## Start PASSAGE GIVEN

Epoxy asphalt (EA) concrete is a type of artificial composite material containing original defects. The fatigue damage and failure of bridge deck pavements are essentially the macro indicators of their microstructure accumulated damage and deformation failure [31]. Researchers have studied the fatigue damage performance of structures and materials and proposed both indirect and direct measurement techniques [32,33,34]. However, internal fatigue damage is often generated in materials and developed under a level of alternating stress far less than the material strength; this mechanism of damage evolution has not been clearly understood [35]. One theory holds that internal defects of materials can lead to the evolution and expansion of damage caused by local stress concentrations of structures and materials. This theory ignores that alternating stress is the main factor causing fatigue and fails to interpret the fatigue mechanism well [36,37]. Owing to the fatigue damage evolution mechanism being unclear, a fatigue life assessment and the critical fatigue damage evolution law often provide some empirical regularity according to the result of a large number of trials. Simulation models not only lack a certain theoretical basis but also are time-consuming and contain undetermined parameters, making them difficult to be employed for engineering applications. It can be said that the key to establishing a damage evolution law with a certain theoretical basis and clear physical significance lies in considering the evolution mechanism of fatigue damage from a microscopic perspective and an analysis of the mechanical properties and fatigue damage behavior from a macroscopic perspective.

## End PASSAGE GIVEN
## Start STORED RECORDS

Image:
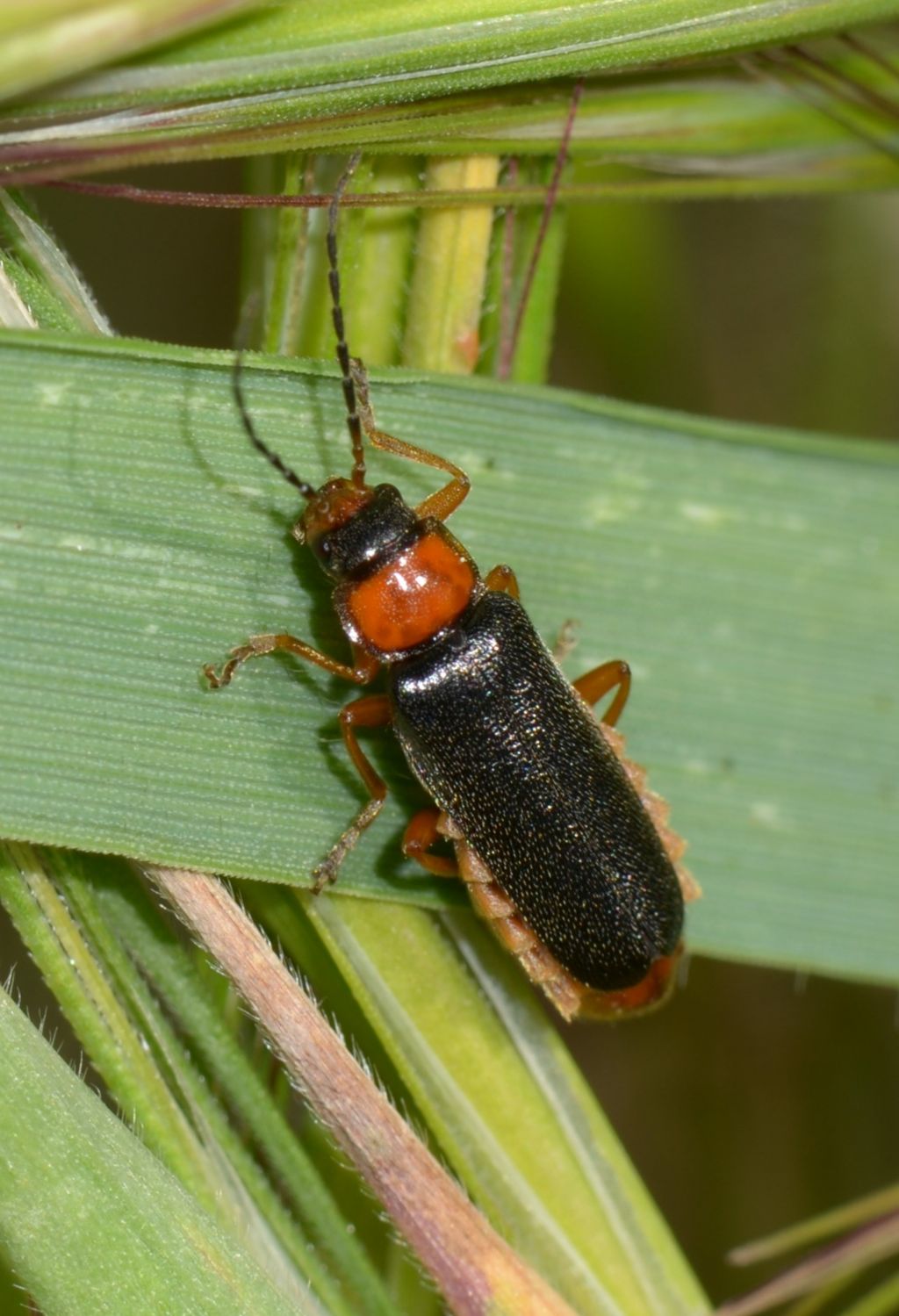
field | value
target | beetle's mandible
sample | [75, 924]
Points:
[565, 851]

## End STORED RECORDS
## Start STORED RECORDS

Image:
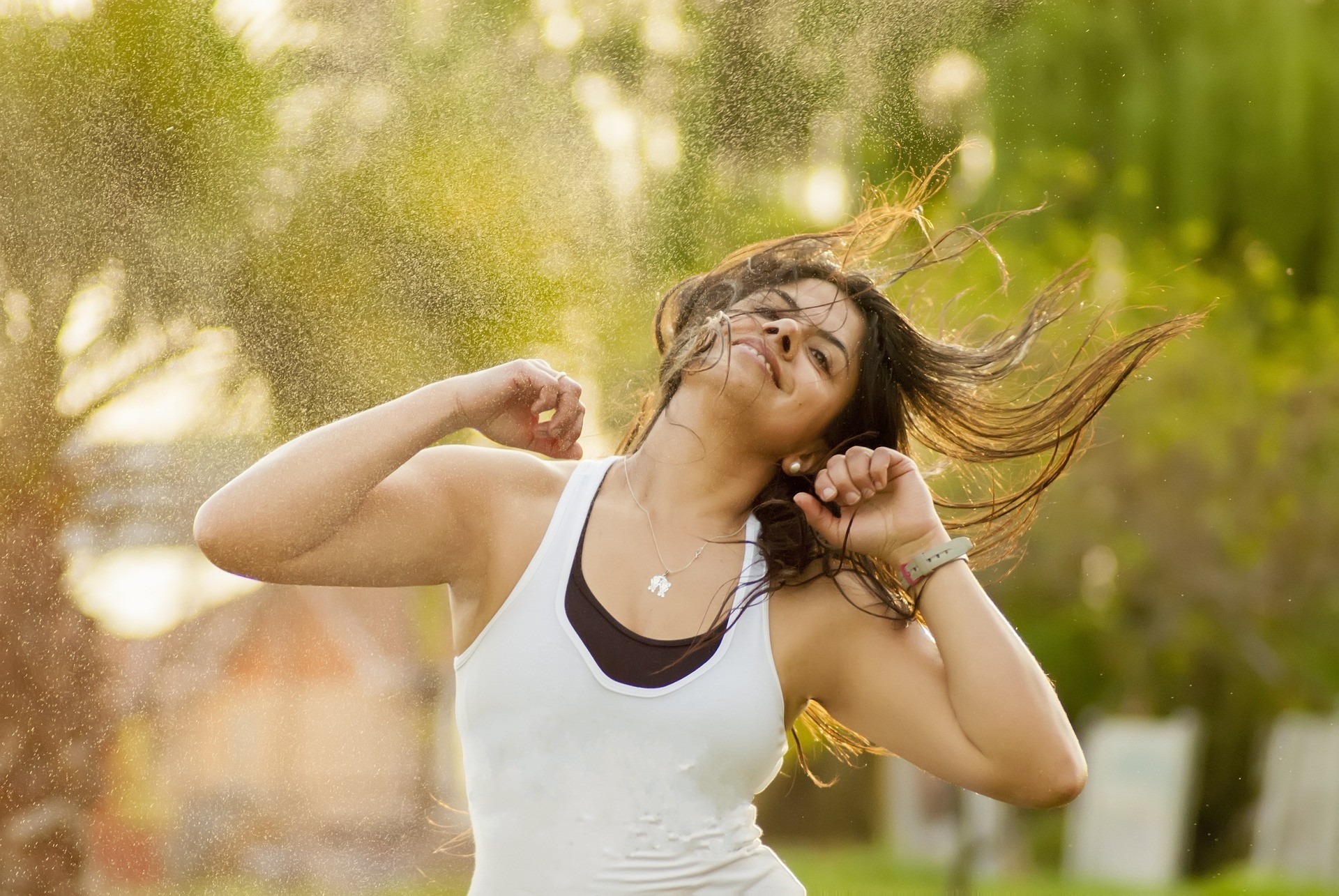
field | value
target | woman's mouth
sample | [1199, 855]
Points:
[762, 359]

## End STORED RECORDS
## Start STORED RECORDS

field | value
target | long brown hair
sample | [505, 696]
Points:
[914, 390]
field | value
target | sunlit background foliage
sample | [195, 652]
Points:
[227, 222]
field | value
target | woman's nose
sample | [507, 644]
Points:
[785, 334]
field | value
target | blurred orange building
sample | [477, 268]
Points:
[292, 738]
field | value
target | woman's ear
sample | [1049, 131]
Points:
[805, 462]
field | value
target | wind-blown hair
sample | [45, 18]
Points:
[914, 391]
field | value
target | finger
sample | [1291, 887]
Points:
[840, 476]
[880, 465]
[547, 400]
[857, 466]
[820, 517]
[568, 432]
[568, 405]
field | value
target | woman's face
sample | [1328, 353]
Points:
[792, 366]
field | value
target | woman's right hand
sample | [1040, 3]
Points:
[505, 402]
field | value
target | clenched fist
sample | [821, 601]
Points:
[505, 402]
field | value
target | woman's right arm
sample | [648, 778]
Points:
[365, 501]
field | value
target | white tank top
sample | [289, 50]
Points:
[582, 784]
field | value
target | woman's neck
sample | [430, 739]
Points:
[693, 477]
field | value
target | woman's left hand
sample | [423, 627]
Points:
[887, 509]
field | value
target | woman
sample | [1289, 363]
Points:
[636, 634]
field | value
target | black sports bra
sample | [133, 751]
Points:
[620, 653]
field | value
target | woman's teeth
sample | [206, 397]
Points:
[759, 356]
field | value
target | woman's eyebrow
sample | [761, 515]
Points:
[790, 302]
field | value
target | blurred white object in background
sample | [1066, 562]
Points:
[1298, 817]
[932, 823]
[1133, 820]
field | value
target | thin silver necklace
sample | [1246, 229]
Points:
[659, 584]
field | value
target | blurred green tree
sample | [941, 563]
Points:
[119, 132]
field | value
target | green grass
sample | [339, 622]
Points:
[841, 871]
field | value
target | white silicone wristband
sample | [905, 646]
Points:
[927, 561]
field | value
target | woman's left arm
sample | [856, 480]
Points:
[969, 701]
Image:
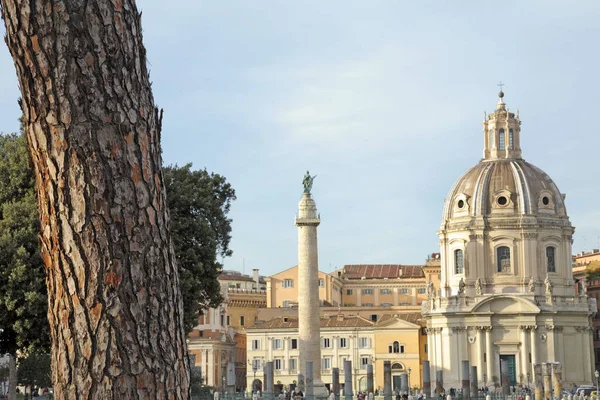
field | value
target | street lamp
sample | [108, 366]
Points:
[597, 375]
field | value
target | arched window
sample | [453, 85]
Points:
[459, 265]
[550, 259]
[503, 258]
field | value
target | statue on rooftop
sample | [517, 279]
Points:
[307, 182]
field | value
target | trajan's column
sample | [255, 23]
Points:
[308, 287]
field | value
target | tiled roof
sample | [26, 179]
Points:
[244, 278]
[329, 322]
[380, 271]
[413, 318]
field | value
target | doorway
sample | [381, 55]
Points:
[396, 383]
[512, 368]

## End STORED RECORDS

# EXERCISE DETAILS:
Answer these questions about the passage on epoxy asphalt:
(a) What kind of material is epoxy asphalt concrete?
(b) What does the theory about internal defects ignore?
(c) Besides lacking a certain theoretical basis, what drawbacks do simulation models have?
The records have nothing to do with the passage on epoxy asphalt.

# WRITTEN SOLUTION:
(a) It is an artificial composite material that contains original defects.
(b) It ignores that alternating stress is the main factor causing fatigue.
(c) They take a lot of time and contain undetermined parameters, which makes them hard to use in engineering applications.